What is being asked – Could you repeat every record below exactly, leaving out the pictures?

##### Records provided

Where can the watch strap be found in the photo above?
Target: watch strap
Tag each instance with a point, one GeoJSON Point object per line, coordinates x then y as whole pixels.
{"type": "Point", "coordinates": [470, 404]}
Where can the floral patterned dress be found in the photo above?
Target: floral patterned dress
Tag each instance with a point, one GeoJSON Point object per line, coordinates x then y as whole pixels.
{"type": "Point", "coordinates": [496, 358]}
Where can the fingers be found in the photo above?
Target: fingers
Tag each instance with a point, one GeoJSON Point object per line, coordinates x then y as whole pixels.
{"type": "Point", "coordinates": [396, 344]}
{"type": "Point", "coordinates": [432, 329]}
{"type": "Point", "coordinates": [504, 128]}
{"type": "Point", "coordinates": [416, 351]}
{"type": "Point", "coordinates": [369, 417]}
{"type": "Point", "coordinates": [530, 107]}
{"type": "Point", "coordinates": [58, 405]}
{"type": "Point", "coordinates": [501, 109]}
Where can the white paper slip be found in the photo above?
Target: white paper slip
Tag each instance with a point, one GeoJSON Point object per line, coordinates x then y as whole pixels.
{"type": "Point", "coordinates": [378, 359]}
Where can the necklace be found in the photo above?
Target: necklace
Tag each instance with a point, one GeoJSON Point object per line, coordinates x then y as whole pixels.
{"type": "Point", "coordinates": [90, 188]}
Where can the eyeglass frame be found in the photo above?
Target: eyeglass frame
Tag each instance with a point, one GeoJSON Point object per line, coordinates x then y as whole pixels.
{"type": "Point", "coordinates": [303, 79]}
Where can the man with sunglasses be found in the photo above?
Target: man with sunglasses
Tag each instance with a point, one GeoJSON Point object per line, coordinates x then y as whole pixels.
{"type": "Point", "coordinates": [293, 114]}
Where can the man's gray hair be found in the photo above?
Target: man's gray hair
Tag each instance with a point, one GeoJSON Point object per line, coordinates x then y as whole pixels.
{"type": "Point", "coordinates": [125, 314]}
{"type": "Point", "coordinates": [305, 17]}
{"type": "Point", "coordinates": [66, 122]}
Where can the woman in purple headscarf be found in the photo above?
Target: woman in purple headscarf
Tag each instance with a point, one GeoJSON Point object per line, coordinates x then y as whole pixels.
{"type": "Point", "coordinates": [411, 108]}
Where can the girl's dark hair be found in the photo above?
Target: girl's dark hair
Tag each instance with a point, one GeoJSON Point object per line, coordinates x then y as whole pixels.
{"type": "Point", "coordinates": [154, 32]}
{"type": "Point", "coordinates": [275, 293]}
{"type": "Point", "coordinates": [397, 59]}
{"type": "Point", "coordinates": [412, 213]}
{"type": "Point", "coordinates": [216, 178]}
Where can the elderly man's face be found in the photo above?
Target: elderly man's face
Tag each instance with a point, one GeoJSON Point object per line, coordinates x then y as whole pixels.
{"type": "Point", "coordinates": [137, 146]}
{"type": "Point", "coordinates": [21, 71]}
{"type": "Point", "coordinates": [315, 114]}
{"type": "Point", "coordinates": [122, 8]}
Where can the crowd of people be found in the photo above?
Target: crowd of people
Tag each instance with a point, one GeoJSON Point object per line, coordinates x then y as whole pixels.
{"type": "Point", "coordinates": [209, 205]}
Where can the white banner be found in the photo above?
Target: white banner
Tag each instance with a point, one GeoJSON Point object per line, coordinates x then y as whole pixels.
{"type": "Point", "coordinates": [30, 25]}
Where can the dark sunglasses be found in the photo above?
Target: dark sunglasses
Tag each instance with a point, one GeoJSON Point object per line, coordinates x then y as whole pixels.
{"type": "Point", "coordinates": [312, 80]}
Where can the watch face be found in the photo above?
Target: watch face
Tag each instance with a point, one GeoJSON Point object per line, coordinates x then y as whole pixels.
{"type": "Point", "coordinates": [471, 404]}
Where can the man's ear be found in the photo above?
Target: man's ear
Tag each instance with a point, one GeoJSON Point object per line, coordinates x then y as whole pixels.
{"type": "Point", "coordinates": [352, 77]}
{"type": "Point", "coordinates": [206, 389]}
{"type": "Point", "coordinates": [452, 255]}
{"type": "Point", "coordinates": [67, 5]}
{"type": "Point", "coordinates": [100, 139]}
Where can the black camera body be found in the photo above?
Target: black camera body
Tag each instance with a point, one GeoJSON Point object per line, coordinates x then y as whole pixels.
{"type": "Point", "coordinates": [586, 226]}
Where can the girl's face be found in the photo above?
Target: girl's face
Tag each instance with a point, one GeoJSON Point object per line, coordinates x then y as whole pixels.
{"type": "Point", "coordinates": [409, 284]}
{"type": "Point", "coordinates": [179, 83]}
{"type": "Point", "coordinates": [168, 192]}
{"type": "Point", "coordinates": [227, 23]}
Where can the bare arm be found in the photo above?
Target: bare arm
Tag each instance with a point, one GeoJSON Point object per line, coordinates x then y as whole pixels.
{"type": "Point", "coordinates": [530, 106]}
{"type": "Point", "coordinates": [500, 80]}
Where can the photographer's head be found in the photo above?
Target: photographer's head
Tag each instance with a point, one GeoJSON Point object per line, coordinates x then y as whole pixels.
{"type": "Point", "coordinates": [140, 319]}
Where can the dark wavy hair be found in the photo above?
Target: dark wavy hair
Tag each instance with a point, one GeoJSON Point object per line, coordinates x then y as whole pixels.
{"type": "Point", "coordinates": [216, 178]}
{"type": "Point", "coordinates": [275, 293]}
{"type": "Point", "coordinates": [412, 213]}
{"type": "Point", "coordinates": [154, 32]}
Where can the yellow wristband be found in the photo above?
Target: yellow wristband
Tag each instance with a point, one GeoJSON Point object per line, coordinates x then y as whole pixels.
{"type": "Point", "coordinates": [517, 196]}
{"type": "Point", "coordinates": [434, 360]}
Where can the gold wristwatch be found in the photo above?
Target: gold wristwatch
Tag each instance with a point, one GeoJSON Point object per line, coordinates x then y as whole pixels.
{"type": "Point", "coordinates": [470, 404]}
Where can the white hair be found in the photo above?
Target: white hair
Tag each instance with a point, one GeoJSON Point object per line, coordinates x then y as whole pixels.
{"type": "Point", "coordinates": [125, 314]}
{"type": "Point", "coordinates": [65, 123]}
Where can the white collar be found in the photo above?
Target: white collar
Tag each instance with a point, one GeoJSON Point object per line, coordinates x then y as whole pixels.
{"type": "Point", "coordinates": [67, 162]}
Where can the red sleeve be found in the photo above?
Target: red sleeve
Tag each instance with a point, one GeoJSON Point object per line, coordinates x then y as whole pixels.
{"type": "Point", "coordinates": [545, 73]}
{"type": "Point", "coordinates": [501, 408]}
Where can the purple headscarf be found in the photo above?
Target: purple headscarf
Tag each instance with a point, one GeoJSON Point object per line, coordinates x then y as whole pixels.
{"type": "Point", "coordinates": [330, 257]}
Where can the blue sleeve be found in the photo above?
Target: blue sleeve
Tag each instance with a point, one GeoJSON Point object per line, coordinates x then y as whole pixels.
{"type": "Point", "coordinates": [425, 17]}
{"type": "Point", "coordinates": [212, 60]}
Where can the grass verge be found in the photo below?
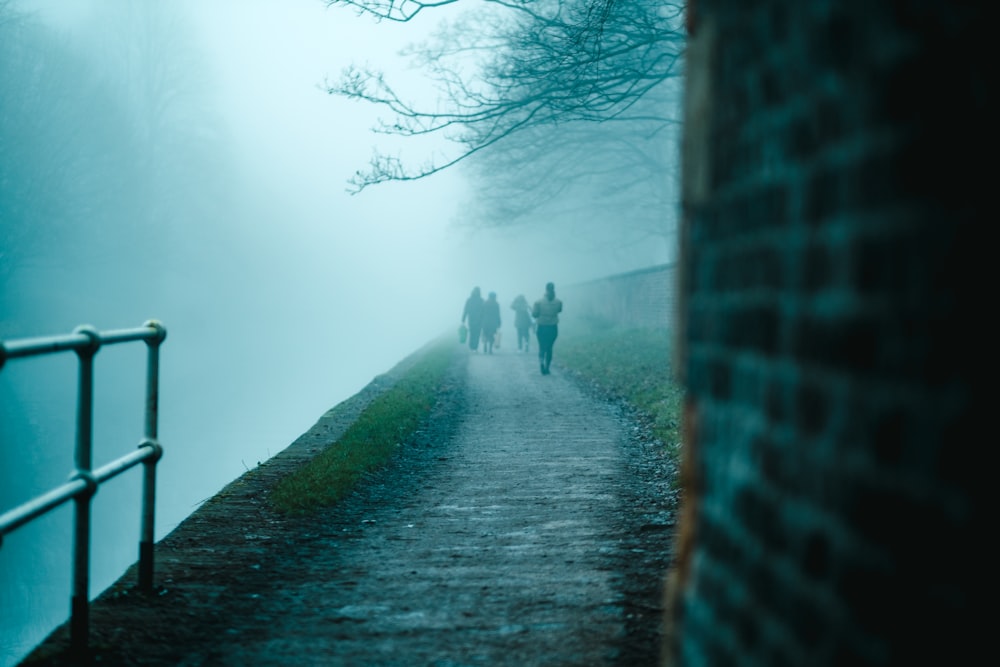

##########

Your solution –
Where can the watch strap be found in the photo above?
Target: watch strap
Tag each instance with a point, one GeoJSON Point object per line, coordinates x then y as whole pixels.
{"type": "Point", "coordinates": [470, 404]}
Where can the floral patterned dress be found in the photo above?
Target: floral patterned dress
Tag each instance with a point, one GeoJSON Point object per line, coordinates x then y as whole pixels.
{"type": "Point", "coordinates": [496, 358]}
Where can the fingers be found in the photo above?
Target: fingers
Tag each instance with a point, one GeoJSON Point object per line, coordinates x then y as whole pixels.
{"type": "Point", "coordinates": [396, 344]}
{"type": "Point", "coordinates": [432, 329]}
{"type": "Point", "coordinates": [504, 128]}
{"type": "Point", "coordinates": [416, 351]}
{"type": "Point", "coordinates": [369, 417]}
{"type": "Point", "coordinates": [530, 107]}
{"type": "Point", "coordinates": [58, 405]}
{"type": "Point", "coordinates": [501, 109]}
Where can the white paper slip be found in the photo above?
Target: white paper slip
Tag each instance with a point, one GeoJSON Point object per line, coordinates x then y as whole pixels.
{"type": "Point", "coordinates": [378, 359]}
Where can the necklace be found in the photo above?
Target: necklace
Tag each instance with a point, one GeoJSON Point object per line, coordinates x then y as whole pixels.
{"type": "Point", "coordinates": [90, 188]}
Where can the eyeglass frame be found in the photo above?
Target: eyeglass frame
Tag each instance with a point, one GeoJSON Point object per line, coordinates x then y as whole pixels.
{"type": "Point", "coordinates": [303, 79]}
Where can the man with sunglasses be found in the photo above?
Target: man with sunglasses
Tag each instance with a point, one GeoJSON Point object per line, coordinates x then y as whole pixels.
{"type": "Point", "coordinates": [293, 114]}
Where can the man's gray hair be found in the photo above?
Target: man's gray hair
Tag each instance with a point, one GeoJSON Point object per line, coordinates x then y as whole pixels.
{"type": "Point", "coordinates": [125, 314]}
{"type": "Point", "coordinates": [305, 17]}
{"type": "Point", "coordinates": [66, 122]}
Where can the woman in purple headscarf be found in the photo above?
Target: woman in purple headscarf
Tag each instance with a point, one GeoJSON Point object per line, coordinates x then y as whole pixels.
{"type": "Point", "coordinates": [411, 108]}
Where can the girl's dark hair be found in the photo above?
Target: girl's dark hair
Tag each instance with a point, one GeoJSON Point object per line, coordinates x then y as whole pixels.
{"type": "Point", "coordinates": [154, 32]}
{"type": "Point", "coordinates": [275, 293]}
{"type": "Point", "coordinates": [397, 59]}
{"type": "Point", "coordinates": [412, 213]}
{"type": "Point", "coordinates": [216, 178]}
Where can the elderly man's face be found in the photo above?
Target: elderly man's face
Tag each instance with a point, one GeoJSON Point object per line, coordinates x then y as whole pixels.
{"type": "Point", "coordinates": [137, 146]}
{"type": "Point", "coordinates": [21, 71]}
{"type": "Point", "coordinates": [315, 114]}
{"type": "Point", "coordinates": [122, 8]}
Where can the crowd of people be found in the photo above?
Target: crowd of people
Tag each instance with a point, one GeoJSON Point object per line, coordinates x then y as whole pixels.
{"type": "Point", "coordinates": [209, 205]}
Where can the white banner be found in the photo above?
Target: white banner
Tag each instance with a point, one GeoJSON Point object per line, coordinates x then y as whole pixels.
{"type": "Point", "coordinates": [30, 25]}
Where can the dark sunglasses be found in the photo above?
Target: dark sunglasses
Tag each instance with a point, one GeoJSON Point object per line, coordinates x then y as whole pixels.
{"type": "Point", "coordinates": [312, 80]}
Where can the watch face be found in the photo above?
Target: watch face
Tag each instance with a point, one GeoJSON Point object per line, coordinates x then y as whole pixels.
{"type": "Point", "coordinates": [471, 404]}
Where can the man's ear be found in the photo above?
Target: man's ear
Tag each instance with a point, one GeoJSON Point object per line, coordinates x then y as whole pixels.
{"type": "Point", "coordinates": [352, 77]}
{"type": "Point", "coordinates": [206, 389]}
{"type": "Point", "coordinates": [452, 255]}
{"type": "Point", "coordinates": [67, 5]}
{"type": "Point", "coordinates": [100, 139]}
Where can the black camera body be found in the photo above?
Target: black camera body
Tag each instance with a point, one GeoJSON Point object per line, coordinates x then y as whole pixels.
{"type": "Point", "coordinates": [586, 226]}
Where can the girl's face be found in the photo above?
Target: girl's face
Tag each instance with a point, one GeoJSON Point object per line, coordinates x then y as whole pixels.
{"type": "Point", "coordinates": [409, 284]}
{"type": "Point", "coordinates": [179, 83]}
{"type": "Point", "coordinates": [168, 192]}
{"type": "Point", "coordinates": [227, 23]}
Where can the bare arm be found in the photo above?
Target: bare arm
Tag each instance with a point, one GeoJSON Point object per line, coordinates x then y as whole pixels.
{"type": "Point", "coordinates": [530, 106]}
{"type": "Point", "coordinates": [500, 80]}
Where can the photographer's head be found in the photo above?
Target: photographer's head
Tag each instance with a point, one GeoJSON Point object per line, coordinates x then y as whole pixels.
{"type": "Point", "coordinates": [140, 319]}
Where can the dark wavy hair be found in the photo above?
Target: dark wavy hair
Tag each instance with a point, one GeoJSON Point object per line, coordinates x then y as whole pixels.
{"type": "Point", "coordinates": [216, 178]}
{"type": "Point", "coordinates": [275, 293]}
{"type": "Point", "coordinates": [412, 213]}
{"type": "Point", "coordinates": [154, 32]}
Where can the yellow wristband be found in the photo above?
Target: yellow wristband
Tag each instance with a point, one GeoJSON Point object per line, coordinates x then y as whole pixels.
{"type": "Point", "coordinates": [517, 196]}
{"type": "Point", "coordinates": [434, 360]}
Where can the gold wristwatch be found in the photo above?
Target: gold wristwatch
Tag each instance with a point, one GeoJSON Point object per line, coordinates x then y as whole pixels.
{"type": "Point", "coordinates": [470, 404]}
Where can the white hair be found in the photo above?
Target: white hair
Tag each instance with a point, one GeoJSON Point object per line, coordinates x then y as whole pixels.
{"type": "Point", "coordinates": [125, 314]}
{"type": "Point", "coordinates": [65, 123]}
Where can the white collar be found in the photo above?
Target: white collar
Tag each instance with a point, one GeoJSON Point object per line, coordinates x then y as whole pixels.
{"type": "Point", "coordinates": [67, 162]}
Where can the red sleeve be found in the photo above?
Target: red sleeve
Tag each instance with a point, one GeoJSON Point object per line, coordinates x then y as whole pixels.
{"type": "Point", "coordinates": [545, 73]}
{"type": "Point", "coordinates": [501, 408]}
Where can the purple headscarf be found in the photo above?
Target: purple headscarf
Tag each instance with a point, one GeoJSON Point object per line, coordinates x then y as whole pixels.
{"type": "Point", "coordinates": [330, 257]}
Where can the blue sleeve be found in the photo above?
Target: blue sleeve
Tag each instance with a point, one GeoJSON Point object per line, coordinates x then y as whole pixels.
{"type": "Point", "coordinates": [425, 17]}
{"type": "Point", "coordinates": [212, 60]}
Where can the grass verge be found in the photo below?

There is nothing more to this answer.